◆ ZITIERTER AUSZUG
☆ ☆ ☆ ☆ ☆ ☆ ☆
Schlachthof-Geschäftsführer wegen „roher Tierquälerei“ verurteilt

Die Verurteilung des Geschäftsführers eines nordhessischen Schlachthofes wegen „roher Tierquälerei“ in sechs Fällen zu einer Geldstrafe ist rechtskräftig. Der Angeklagte habe in voller Kenntnis der verwendeten unzureichenden Betäubungsanlage die Schlachtung von Schweinen durchgeführt, bestätigte das Oberlandesgericht Frankfurt am Main.

Geschäftsführer eines Schlachthofs der Tierquälerei angeklagt

Der Angeklagte war Geschäftsführer eines Schlachthofes in Nordhessen und dort für die Abläufe zuständig. Nach den Feststellungen des Landgerichts war für die Schlachtung der Schweine vorgesehen, dass diese in einer automatisierten Elektrobetäubungsanlage durch Ansetzen von Kopf- und Herzströmen bis maximal 1,6 Ampere zunächst betäubt und schmerzunempfindlich gemacht werden sollten, um dann auf dem Entblutungsrost auszubluten. Durch die Stromstöße sollte ein Wiedererwachen vor und während der Entblutung verhindert werden. Zusätzlich gab es handgeführte Betäubungszangen mit variabel einstellbaren Frequenzen und Stromstärken.

Unzureichende Betäubung

Die automatisierte elektrische Betäubungsanlage war trotz verschiedener Anpassungen allerdings nicht geeignet, die Wahrnehmungs- und Empfindungsfähigkeit der Schweinen vor ihrer Entblutung zu beseitigen. Es wurde ein unvertretbar hoher Anteil von Fehlbetäubungen festgestellt. Auch die händischen Nachbetäubungen erfolgten überwiegend fehlerhaft und mit unzureichender Effektivität. Nach Erlass einer Ordnungsverfügung an den Schlachthof wurden bei einer erneuten Überprüfung wiederum Symptome einer mangelhaften Betäubung festgestellt.
☆ ☆ ☆ ☆ ☆ ☆ ☆
◆ VORLIEGENDE ZEILEN
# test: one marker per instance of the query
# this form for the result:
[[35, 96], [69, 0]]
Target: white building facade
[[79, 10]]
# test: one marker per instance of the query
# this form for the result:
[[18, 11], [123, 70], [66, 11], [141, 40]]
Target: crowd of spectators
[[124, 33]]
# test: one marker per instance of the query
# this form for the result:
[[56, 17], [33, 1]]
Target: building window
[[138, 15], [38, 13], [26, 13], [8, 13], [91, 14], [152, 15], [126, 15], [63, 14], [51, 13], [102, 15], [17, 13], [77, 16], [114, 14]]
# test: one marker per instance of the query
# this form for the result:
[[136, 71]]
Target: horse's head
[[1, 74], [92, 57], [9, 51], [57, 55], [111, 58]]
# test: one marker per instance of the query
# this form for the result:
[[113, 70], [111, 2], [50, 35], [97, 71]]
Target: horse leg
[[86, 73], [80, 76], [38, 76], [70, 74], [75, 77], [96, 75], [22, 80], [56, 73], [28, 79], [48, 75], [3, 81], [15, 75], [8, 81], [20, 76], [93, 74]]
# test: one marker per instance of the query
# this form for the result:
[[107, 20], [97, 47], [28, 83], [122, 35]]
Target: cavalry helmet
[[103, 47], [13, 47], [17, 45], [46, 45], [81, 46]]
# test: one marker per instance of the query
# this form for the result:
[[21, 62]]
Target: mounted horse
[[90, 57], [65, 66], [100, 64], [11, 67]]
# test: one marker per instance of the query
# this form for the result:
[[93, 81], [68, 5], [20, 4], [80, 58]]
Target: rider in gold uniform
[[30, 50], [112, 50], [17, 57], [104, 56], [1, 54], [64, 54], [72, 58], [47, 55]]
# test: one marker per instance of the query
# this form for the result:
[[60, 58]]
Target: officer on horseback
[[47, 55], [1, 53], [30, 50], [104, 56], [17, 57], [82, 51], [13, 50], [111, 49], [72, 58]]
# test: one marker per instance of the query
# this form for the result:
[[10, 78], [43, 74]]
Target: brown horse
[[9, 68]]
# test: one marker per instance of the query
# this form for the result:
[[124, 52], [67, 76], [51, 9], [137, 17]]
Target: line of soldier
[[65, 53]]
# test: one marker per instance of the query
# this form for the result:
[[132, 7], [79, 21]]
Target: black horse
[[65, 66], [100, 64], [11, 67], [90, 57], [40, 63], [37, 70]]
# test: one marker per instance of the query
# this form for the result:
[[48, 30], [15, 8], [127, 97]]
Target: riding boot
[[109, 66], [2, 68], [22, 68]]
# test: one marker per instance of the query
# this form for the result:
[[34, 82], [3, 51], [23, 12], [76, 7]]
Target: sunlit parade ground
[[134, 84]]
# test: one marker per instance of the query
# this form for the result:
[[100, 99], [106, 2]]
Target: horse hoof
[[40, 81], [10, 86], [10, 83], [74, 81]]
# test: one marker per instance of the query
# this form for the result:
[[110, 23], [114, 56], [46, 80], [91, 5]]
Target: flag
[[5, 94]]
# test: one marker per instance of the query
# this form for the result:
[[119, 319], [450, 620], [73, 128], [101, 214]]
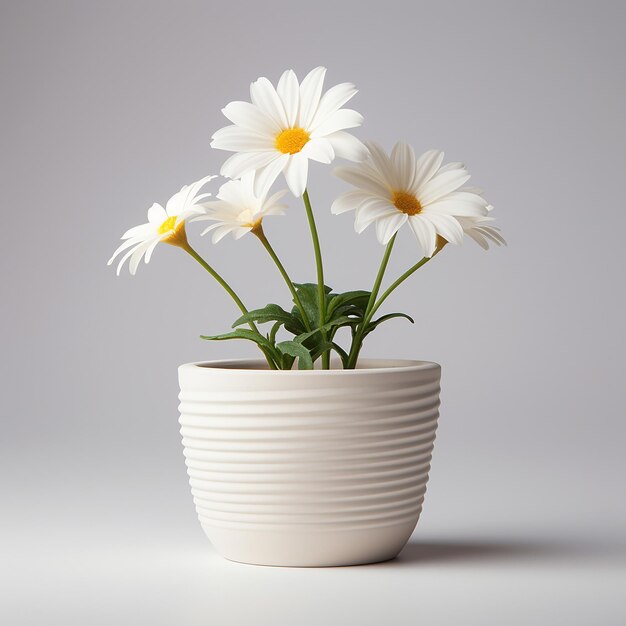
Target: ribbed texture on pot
[[313, 458]]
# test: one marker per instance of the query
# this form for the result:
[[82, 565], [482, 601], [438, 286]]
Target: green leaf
[[336, 323], [242, 333], [269, 313], [343, 355], [372, 325], [350, 301], [294, 349], [307, 292]]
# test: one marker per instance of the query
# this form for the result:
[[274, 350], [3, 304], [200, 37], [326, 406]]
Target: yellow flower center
[[291, 140], [406, 202], [167, 225], [176, 235]]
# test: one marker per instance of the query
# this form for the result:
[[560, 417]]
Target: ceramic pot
[[308, 468]]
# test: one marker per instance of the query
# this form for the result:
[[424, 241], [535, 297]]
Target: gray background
[[109, 106]]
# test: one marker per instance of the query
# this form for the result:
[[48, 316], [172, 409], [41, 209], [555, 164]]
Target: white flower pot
[[309, 468]]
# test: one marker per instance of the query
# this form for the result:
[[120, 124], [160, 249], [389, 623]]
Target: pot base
[[311, 548]]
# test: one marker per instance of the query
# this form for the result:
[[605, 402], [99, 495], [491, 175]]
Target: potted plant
[[311, 455]]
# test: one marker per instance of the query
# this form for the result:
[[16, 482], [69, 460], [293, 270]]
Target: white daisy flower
[[164, 224], [479, 229], [282, 128], [238, 210], [398, 189]]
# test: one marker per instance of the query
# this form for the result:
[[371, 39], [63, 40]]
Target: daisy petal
[[441, 185], [265, 177], [425, 233], [296, 173], [156, 214], [339, 120], [241, 163], [239, 139], [320, 150], [370, 211], [388, 226], [332, 101], [310, 92], [288, 90], [403, 163], [263, 94], [446, 226], [425, 168], [251, 118], [127, 244]]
☆ ☆ ☆ ☆ ☆ ☆ ☆
◆ GELESENES ANWENDEN
• 1. Welches Gericht bestätigte laut dem Auszug die Verurteilung des Geschäftsführers?
• 2. Entnimm dem Auszug wörtlich die Stelle, die mit „Geschäftsführer eines Schlachthofs“ beginnt und bis einschließlich „Frequenzen und Stromstärken.“ reicht.
• 3. Gib den Absatz des Auszugs, der mit „Die automatisierte elektrische Betäubungsanlage“ beginnt, als kurze Liste wieder und behalte dabei seine wesentlichen Fakten bei.
Stütze dich bei der Bearbeitung ausschließlich auf den Auszug.

◆ BEARBEITETE AUFGABEN
• 1. Das Oberlandesgericht Frankfurt am Main.

• 2.
Geschäftsführer eines Schlachthofs der Tierquälerei angeklagt

Der Angeklagte war Geschäftsführer eines Schlachthofes in Nordhessen und dort für die Abläufe zuständig. Nach den Feststellungen des Landgerichts war für die Schlachtung der Schweine vorgesehen, dass diese in einer automatisierten Elektrobetäubungsanlage durch Ansetzen von Kopf- und Herzströmen bis maximal 1,6 Ampere zunächst betäubt und schmerzunempfindlich gemacht werden sollten, um dann auf dem Entblutungsrost auszubluten. Durch die Stromstöße sollte ein Wiedererwachen vor und während der Entblutung verhindert werden. Zusätzlich gab es handgeführte Betäubungszangen mit variabel einstellbaren Frequenzen und Stromstärken.

• 3.
- Die automatisierte elektrische Betäubungsanlage konnte trotz verschiedener Anpassungen Wahrnehmung und Empfinden der Schweine vor der Entblutung nicht beseitigen.
- Der festgestellte Anteil an Fehlbetäubungen war unvertretbar hoch.
- Auch die händischen Nachbetäubungen erfolgten überwiegend fehlerhaft und mit unzureichender Effektivität.
- Nach einer Ordnungsverfügung an den Schlachthof ergab eine erneute Überprüfung wieder Symptome mangelhafter Betäubung.